→ **TASK DESCRIPTION**: Transcribe the records in full, keeping every word exactly as given.

TASK MATERIAL: Begin

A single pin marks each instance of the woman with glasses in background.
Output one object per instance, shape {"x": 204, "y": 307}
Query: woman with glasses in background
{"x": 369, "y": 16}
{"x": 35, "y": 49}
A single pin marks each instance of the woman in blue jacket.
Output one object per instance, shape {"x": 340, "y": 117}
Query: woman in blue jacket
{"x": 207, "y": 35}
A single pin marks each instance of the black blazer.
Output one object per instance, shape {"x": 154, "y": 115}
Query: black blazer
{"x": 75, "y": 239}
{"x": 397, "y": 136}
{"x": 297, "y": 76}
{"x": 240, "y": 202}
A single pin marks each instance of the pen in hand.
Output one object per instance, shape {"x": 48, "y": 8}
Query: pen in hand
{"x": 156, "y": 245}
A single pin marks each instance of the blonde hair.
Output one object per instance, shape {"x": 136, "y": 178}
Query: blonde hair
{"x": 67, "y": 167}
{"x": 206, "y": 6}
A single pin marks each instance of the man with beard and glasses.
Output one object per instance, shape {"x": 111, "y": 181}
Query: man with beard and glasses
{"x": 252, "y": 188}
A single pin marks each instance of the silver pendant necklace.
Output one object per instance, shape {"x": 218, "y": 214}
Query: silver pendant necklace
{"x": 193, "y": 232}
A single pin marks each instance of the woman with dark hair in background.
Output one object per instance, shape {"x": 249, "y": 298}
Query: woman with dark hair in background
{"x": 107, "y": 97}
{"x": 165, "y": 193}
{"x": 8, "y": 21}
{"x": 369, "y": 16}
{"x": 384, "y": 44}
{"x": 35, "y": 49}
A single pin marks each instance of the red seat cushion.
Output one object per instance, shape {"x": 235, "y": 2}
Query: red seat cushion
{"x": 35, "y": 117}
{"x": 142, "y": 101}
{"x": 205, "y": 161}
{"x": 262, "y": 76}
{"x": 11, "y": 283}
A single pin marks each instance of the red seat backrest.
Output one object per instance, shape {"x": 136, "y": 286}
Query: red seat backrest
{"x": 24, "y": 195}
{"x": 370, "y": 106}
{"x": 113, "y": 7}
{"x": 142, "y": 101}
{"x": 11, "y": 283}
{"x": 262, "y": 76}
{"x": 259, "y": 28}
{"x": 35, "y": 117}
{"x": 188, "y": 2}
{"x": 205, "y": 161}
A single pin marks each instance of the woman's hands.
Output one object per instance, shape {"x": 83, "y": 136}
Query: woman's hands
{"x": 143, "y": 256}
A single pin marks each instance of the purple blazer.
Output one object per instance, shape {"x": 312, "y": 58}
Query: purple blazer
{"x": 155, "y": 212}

TASK MATERIAL: End

→ **ANSWER TO THE PROBLEM**:
A single pin marks each instance of the woman with glasses in background.
Output one object per instance, shape {"x": 204, "y": 307}
Query: woman with glasses in background
{"x": 369, "y": 16}
{"x": 35, "y": 49}
A single pin marks each instance of the woman in blue jacket.
Output one object per instance, shape {"x": 340, "y": 117}
Query: woman in blue jacket
{"x": 207, "y": 35}
A single pin marks each instance of the black blazer.
Output one object per instance, shape {"x": 154, "y": 115}
Query: black blazer
{"x": 75, "y": 239}
{"x": 397, "y": 136}
{"x": 297, "y": 76}
{"x": 240, "y": 202}
A single pin marks each instance of the pen in hand.
Output one object per instance, shape {"x": 48, "y": 8}
Query: pen in hand
{"x": 156, "y": 245}
A single pin marks each instance of the blonde hair.
Output one object per instance, shape {"x": 136, "y": 178}
Query: blonde hair
{"x": 67, "y": 167}
{"x": 206, "y": 6}
A single pin marks each instance of the man with beard and glasses.
Output one object per instance, shape {"x": 111, "y": 181}
Query: man with beard and glasses
{"x": 252, "y": 188}
A single pin marks each instance of the silver pendant necklace.
Output one object per instance, shape {"x": 218, "y": 214}
Query: silver pendant necklace
{"x": 193, "y": 232}
A single pin marks each instance of the woman with dark hair in background.
Output one object per instance, shape {"x": 249, "y": 298}
Query: woman with dark hair in background
{"x": 107, "y": 97}
{"x": 165, "y": 193}
{"x": 8, "y": 21}
{"x": 369, "y": 16}
{"x": 384, "y": 44}
{"x": 35, "y": 49}
A single pin marks each instance of the red seat cushion.
Output one object per instance, shape {"x": 235, "y": 2}
Query: red seat cushion
{"x": 35, "y": 117}
{"x": 142, "y": 101}
{"x": 205, "y": 161}
{"x": 262, "y": 76}
{"x": 11, "y": 283}
A single pin marks each instance of the red seat backrest.
Output one object per instance, shape {"x": 136, "y": 286}
Query: red seat backrest
{"x": 24, "y": 195}
{"x": 370, "y": 106}
{"x": 113, "y": 7}
{"x": 142, "y": 101}
{"x": 11, "y": 283}
{"x": 262, "y": 76}
{"x": 259, "y": 28}
{"x": 35, "y": 117}
{"x": 188, "y": 2}
{"x": 205, "y": 161}
A single pin marks each instance of the woman's hands.
Output one object per instance, shape {"x": 83, "y": 136}
Query: woman's hands
{"x": 143, "y": 256}
A single pin marks each instance of the purple blazer.
Output one object per instance, shape {"x": 312, "y": 58}
Query: purple blazer
{"x": 155, "y": 212}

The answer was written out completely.